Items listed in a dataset

= = =

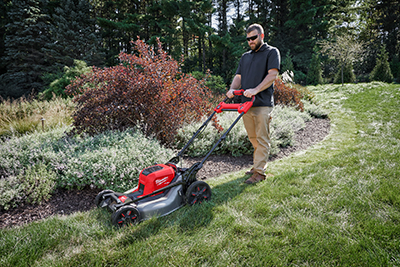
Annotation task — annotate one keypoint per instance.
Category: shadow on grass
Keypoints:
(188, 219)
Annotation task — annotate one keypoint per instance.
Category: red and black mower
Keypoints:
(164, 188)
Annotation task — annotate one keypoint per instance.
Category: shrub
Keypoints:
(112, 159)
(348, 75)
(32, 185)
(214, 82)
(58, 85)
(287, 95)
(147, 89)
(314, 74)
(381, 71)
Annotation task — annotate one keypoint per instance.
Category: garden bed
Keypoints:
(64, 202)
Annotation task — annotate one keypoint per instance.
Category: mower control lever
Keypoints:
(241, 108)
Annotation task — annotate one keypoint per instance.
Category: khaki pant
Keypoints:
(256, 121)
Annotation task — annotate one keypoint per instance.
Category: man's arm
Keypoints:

= = =

Restate all entries exactly; pictures stay out.

» **TASK RESPONSE**
Annotation task — annotate one keypoint per instance.
Category: shadow on grass
Keypoints:
(188, 219)
Annotation task — annotate one keypoint per instance.
Category: red and black mower
Keypoints:
(164, 188)
Annotation task — annotate one keypoint per instance.
Category: shrub
Keypoints:
(112, 159)
(348, 75)
(32, 185)
(214, 82)
(58, 85)
(287, 95)
(147, 89)
(314, 74)
(381, 71)
Annotation task — annotate one keypoint per instance.
Category: garden bed
Keypoints:
(64, 202)
Annotation task — annotate one keypoint per instance.
Category: mower control lever
Keypoints:
(241, 108)
Annotation task — annotate one keypoint per instance.
Category: khaki pant
Keypoints:
(256, 121)
Annotation task — annotate one keypoint per instance.
Category: man's arm
Keypoints:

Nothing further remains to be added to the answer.